> [LISTED ENTRIES]:
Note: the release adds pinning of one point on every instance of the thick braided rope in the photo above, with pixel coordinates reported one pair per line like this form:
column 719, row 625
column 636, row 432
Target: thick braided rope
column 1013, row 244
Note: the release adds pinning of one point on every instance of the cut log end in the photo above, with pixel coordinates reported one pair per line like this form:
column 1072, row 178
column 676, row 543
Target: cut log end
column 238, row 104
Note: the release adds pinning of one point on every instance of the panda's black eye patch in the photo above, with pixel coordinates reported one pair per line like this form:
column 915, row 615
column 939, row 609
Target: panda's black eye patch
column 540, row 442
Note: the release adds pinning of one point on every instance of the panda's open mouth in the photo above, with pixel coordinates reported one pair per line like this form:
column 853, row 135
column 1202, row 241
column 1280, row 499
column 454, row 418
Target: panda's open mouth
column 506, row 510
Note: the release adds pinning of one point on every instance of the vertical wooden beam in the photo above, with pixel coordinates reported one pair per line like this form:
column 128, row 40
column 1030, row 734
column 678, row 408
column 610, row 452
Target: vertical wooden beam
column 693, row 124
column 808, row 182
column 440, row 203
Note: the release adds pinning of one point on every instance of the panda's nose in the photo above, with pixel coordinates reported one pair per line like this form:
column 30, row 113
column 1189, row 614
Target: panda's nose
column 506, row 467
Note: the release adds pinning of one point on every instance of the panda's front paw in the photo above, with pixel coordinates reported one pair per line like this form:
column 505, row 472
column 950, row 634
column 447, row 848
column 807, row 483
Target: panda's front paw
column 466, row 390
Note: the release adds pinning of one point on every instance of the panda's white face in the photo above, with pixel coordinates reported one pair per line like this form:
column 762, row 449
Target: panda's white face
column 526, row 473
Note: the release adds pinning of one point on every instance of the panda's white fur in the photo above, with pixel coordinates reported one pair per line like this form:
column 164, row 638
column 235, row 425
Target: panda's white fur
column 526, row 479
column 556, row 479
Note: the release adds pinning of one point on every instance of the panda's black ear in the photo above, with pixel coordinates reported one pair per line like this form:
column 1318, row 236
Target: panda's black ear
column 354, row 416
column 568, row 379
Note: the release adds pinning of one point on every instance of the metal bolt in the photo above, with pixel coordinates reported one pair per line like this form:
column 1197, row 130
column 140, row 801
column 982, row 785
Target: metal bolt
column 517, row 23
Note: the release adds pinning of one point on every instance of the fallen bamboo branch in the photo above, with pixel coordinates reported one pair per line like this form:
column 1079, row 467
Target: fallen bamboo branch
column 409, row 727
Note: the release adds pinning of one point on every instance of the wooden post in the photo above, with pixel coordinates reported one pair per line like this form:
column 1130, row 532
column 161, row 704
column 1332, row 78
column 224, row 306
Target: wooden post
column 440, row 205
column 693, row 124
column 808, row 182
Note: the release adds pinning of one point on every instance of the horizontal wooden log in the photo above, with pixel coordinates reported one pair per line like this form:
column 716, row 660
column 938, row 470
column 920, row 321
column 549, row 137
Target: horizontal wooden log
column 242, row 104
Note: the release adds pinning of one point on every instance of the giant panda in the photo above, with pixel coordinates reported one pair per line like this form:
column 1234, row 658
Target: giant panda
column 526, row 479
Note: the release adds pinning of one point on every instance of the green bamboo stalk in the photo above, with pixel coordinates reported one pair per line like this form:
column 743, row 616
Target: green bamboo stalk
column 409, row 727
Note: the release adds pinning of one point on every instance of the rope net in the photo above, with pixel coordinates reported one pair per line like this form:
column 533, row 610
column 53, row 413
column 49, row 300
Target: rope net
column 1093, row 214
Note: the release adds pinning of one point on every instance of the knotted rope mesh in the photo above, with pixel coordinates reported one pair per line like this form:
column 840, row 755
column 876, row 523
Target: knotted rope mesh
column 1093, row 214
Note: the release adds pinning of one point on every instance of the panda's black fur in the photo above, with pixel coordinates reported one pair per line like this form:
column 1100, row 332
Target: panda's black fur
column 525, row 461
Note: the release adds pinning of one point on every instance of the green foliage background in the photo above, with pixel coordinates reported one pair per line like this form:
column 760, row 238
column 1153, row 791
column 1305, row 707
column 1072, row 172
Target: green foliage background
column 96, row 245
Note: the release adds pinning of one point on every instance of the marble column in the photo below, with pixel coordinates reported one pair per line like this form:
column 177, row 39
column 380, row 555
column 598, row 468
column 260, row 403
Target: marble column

> [WHAT YOU WILL DO]:
Rewrite every one of the items above, swapping each "Target" for "Label" and leaving everything else as it is.

> [REPLY]:
Note: the release adds pinning of one point on every instance of the thick braided rope in the photo above, with pixel coordinates reported one pair per line like this form:
column 719, row 625
column 636, row 432
Label: thick braided rope
column 1013, row 244
Note: the release adds pinning of one point on every instance of the cut log end in the photo above, with pixel coordinates reported one pair per line like this form:
column 1072, row 178
column 676, row 543
Label: cut log end
column 238, row 104
Note: the release adds pinning of one point on every instance of the panda's black eye patch in the photo above, with pixel coordinates reported one pair per line like this form:
column 915, row 615
column 939, row 609
Label: panda's black eye patch
column 540, row 442
Note: the release adds pinning of one point on every instance of the panda's open mouth in the photo above, with pixel coordinates reported one pair per line like this form:
column 853, row 135
column 1202, row 241
column 1280, row 499
column 454, row 418
Label: panda's open mouth
column 506, row 510
Note: the release adds pinning of one point on every instance of the vertical wooden beam in the photo above, with pixel coordinates reported one pair per line like this form:
column 128, row 40
column 1030, row 734
column 678, row 408
column 610, row 452
Label: vertical wooden beam
column 693, row 124
column 808, row 182
column 440, row 203
Note: the release adds pinning of one point on every instance of the panda's nose in the photo above, with pixel coordinates reported one pair per line like this form:
column 30, row 113
column 1189, row 614
Label: panda's nose
column 506, row 467
Note: the release adds pinning of one point on every instance of the panda's front paw in the photo above, with pixel coordinates reported one pair per line like this form:
column 505, row 472
column 950, row 634
column 447, row 848
column 807, row 483
Label: panda's front paw
column 466, row 390
Note: the release adds pinning of one point on every instance of the panda's white face in the photo above, with pixel coordinates reported one pair per line like this form:
column 762, row 449
Label: panda's white face
column 526, row 473
Note: the release adds pinning of one point on every instance of the panda's white fur in the photo above, with pixel coordinates reported one pair per line like this form:
column 164, row 638
column 235, row 425
Label: panda's white fur
column 526, row 479
column 556, row 479
Note: the release adds pinning of one point on every instance of the panda's black ear in the photo above, with pixel coordinates reported one pair per line like this form:
column 1318, row 236
Label: panda's black ear
column 354, row 416
column 568, row 379
Note: the release adds pinning of one point on every instance of the metal bolt in the photo above, with pixel coordinates reported one pair per line like this form:
column 1197, row 130
column 140, row 801
column 982, row 785
Label: metal bolt
column 517, row 23
Note: the release adds pinning of one point on every instance of the fallen bamboo branch in the photo above, with pixel coordinates reported one pair per line like this form:
column 1079, row 467
Label: fallen bamboo branch
column 409, row 727
Note: the release adds pinning of one point on every instance of the wooden post in the photo above, with pixel coordinates reported one pair per line like this form:
column 1130, row 532
column 161, row 704
column 1332, row 78
column 224, row 306
Label: wooden post
column 440, row 205
column 693, row 124
column 808, row 182
Note: the release adds pinning of one point on every instance of the horizontal wooden log in the photo above, with pixel coordinates reported one pair per line like this form:
column 716, row 660
column 938, row 470
column 920, row 321
column 549, row 137
Label: horizontal wooden log
column 242, row 104
Note: the release adds pinning of one point on every instance of the giant panda in the photo above, with pixel coordinates reported one pair per line like this form:
column 1234, row 658
Label: giant panda
column 526, row 479
Note: the release adds pinning of one point on every instance of the green bamboo stalk in the photo above, with pixel coordinates reported one pair per line like this form:
column 743, row 616
Label: green bamboo stalk
column 409, row 727
Note: the release adds pinning of one point on every instance of the rope net in the photo above, with pixel coordinates reported one pair per line like this form:
column 533, row 610
column 53, row 413
column 49, row 300
Label: rope net
column 1093, row 214
Note: the release adds pinning of one point on every instance of the knotted rope mesh in the photo above, with pixel coordinates reported one pair per line like this form:
column 840, row 755
column 876, row 523
Label: knotted rope mesh
column 1093, row 214
Note: the release adds pinning of one point on every instance of the panda's black fur in the photo above, with pixel coordinates reported one pair per line like this form:
column 1100, row 332
Label: panda's black fur
column 525, row 461
Note: the release adds pinning of one point on every instance of the green foliage background in the photo above, with pixel coordinates reported one pair per line like this form:
column 760, row 238
column 1153, row 791
column 1305, row 707
column 1072, row 172
Label: green foliage background
column 96, row 245
Note: the release adds pinning of one point on every instance of the marble column in the photo below, with pixel coordinates reported one pair per line like this form:
column 177, row 39
column 380, row 555
column 598, row 468
column 260, row 403
Label: marble column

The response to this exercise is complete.